→ Entries supplied:
>>>
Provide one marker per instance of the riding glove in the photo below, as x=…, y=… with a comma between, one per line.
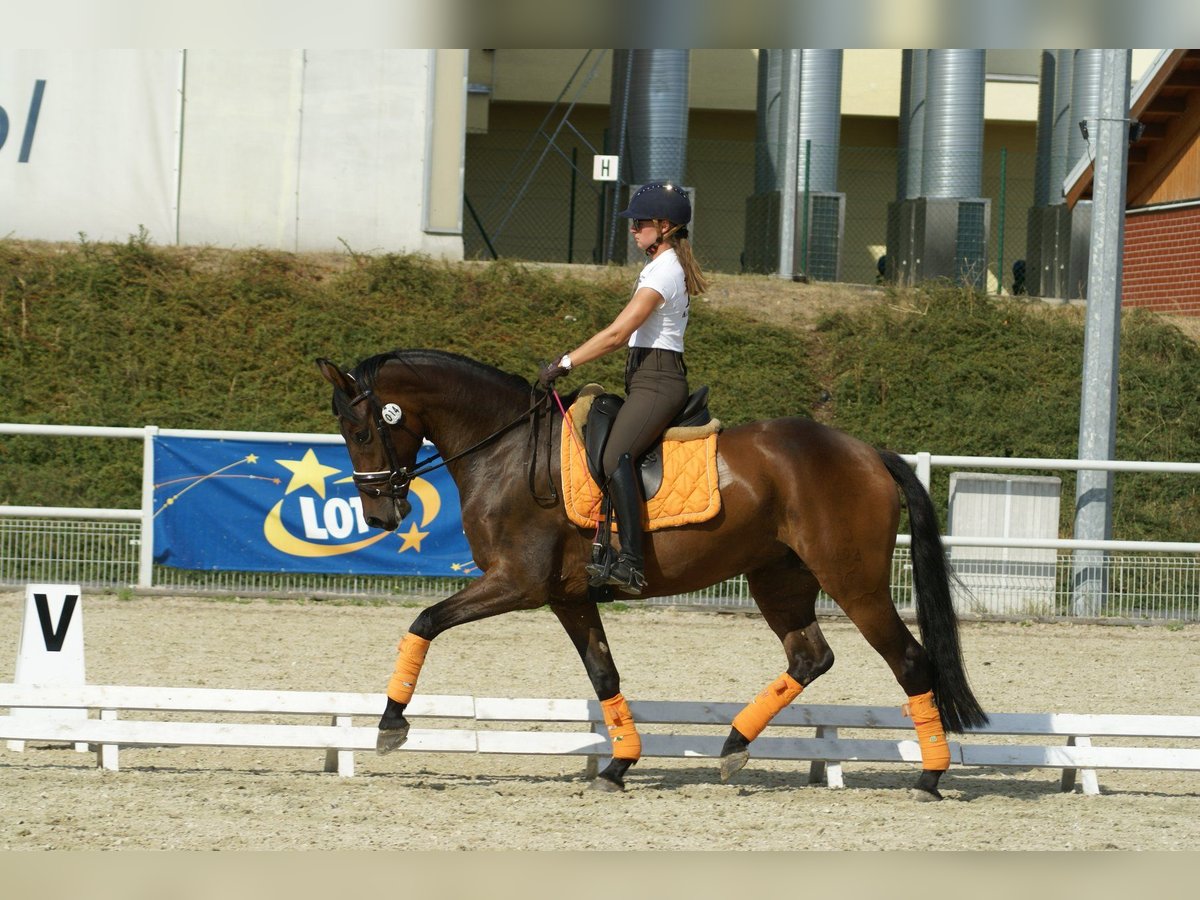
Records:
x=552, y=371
<<<
>>>
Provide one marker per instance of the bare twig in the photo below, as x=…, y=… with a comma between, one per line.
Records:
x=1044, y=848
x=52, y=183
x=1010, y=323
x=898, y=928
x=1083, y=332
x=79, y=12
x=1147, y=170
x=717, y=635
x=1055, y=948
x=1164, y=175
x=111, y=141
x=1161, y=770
<<<
→ Task instructions: Recast the material from the line containing "Provide one marker per instance of the bare" through the line containing "x=1161, y=770" as a JSON list of strings, one string per line, leaving out blank lines.

→ Answer in full:
[
  "Provide one marker per instance of the bare twig in the photo below, as x=…, y=… with a comma between, one per line.",
  "Records:",
  "x=1044, y=848",
  "x=52, y=183",
  "x=1010, y=323",
  "x=898, y=928",
  "x=1083, y=332",
  "x=79, y=12",
  "x=1147, y=170",
  "x=717, y=635",
  "x=1055, y=948",
  "x=1164, y=175",
  "x=111, y=141",
  "x=1161, y=770"
]